___ Input for this task

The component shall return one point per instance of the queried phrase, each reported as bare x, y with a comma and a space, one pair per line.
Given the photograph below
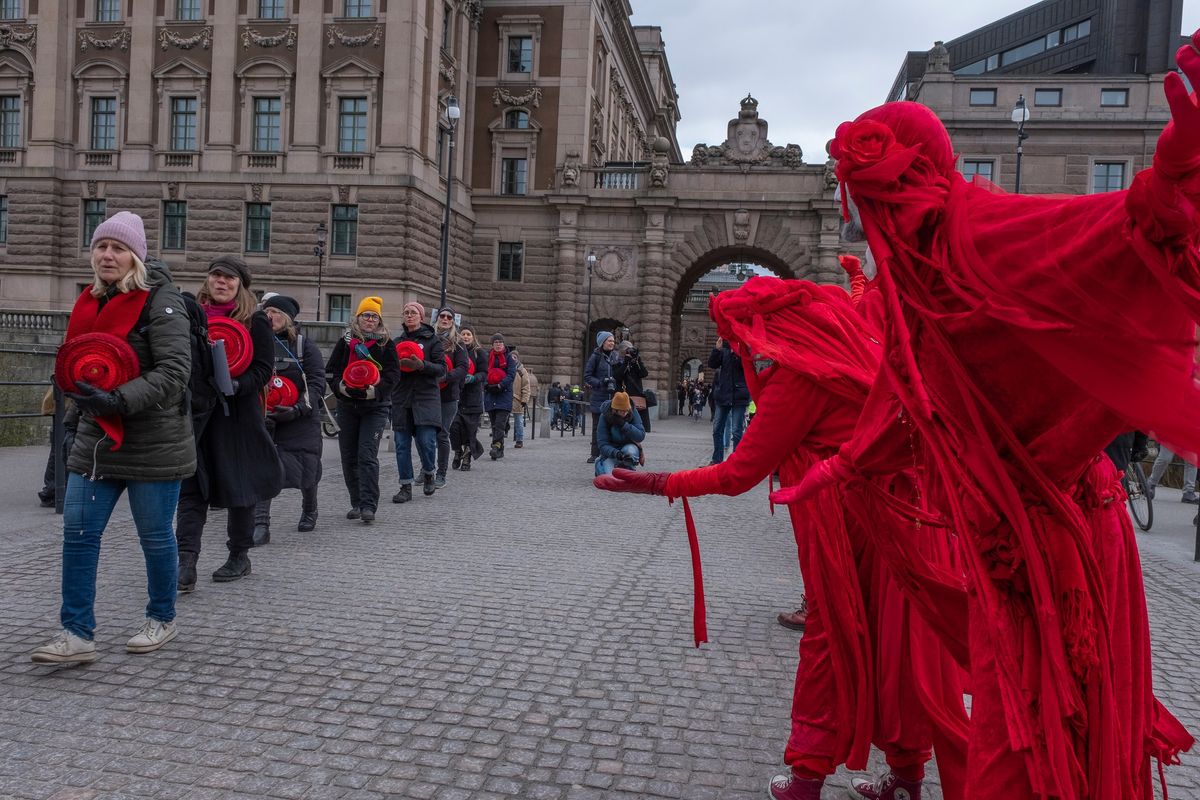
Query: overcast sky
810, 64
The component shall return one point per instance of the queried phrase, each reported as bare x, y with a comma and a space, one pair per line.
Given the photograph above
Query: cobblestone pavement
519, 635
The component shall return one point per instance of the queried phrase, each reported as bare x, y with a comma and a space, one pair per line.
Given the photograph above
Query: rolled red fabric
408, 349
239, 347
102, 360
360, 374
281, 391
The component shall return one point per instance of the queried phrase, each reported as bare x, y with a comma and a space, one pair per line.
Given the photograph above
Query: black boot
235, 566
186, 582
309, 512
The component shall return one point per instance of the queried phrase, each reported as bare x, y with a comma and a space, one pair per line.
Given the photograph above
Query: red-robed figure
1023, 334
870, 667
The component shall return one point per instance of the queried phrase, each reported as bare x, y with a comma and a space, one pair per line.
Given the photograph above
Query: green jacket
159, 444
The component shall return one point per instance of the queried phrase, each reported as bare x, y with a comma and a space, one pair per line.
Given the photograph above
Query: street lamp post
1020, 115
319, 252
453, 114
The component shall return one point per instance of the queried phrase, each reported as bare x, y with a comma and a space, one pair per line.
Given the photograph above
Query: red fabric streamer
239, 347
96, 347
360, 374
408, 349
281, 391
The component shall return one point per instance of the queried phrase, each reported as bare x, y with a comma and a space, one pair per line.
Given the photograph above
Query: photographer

______

Repeat every record above exactly, but leave out any pictures.

The component shall return one point per instance of the queried phrase, each reported as bare x, y with a comma and a space, one pair per line.
Given the photograph below
Query: overcast sky
810, 64
The component shall return one point per instance of the queried phrase, each reported as bare x, y with a comma and a space, one pair per line.
Given the photograph above
Query: cobblestone pavement
519, 635
The component shall return one point per instance of the queried phrase, each reported as bare x, y with a comma and a space, one pair per line.
Given the photograph above
Query: rolled red fabric
408, 349
239, 347
102, 360
360, 374
281, 391
The component shall return one point per instance of the queried phrase, each reported as bare x, y with a comma and a space, one pair per line.
Given the photograph above
Query: black boot
235, 566
186, 582
309, 512
The component shall return one point per instance of the queried phrase, each reported as bare x, y with a comma and a space, one pair per line.
Given the photograph above
Query: red-robed figure
1023, 334
870, 667
The component shall return one point per instance of the queried phrase, each reported as bare x, y with a comma and a space, one pair per line.
Given the photograph above
Query: green jacket
159, 444
The component shall return one point per instance of the queried phrase, each reported as bare x, y with a comma and a space, one pair per line.
Given the photograph above
Query: street lamp post
1020, 115
319, 252
453, 114
The component shall return one point per instance of the queried phrase, each reported as bare x, y with a comma and a space, one pair per line.
Given the photograph above
Query: red fabric streamer
239, 347
96, 347
360, 374
408, 349
281, 391
The component shall return one point per instance of the queried phrase, each reported as bare x, y with a comma and a space, one pair per line.
Given the photograph above
Query: photographer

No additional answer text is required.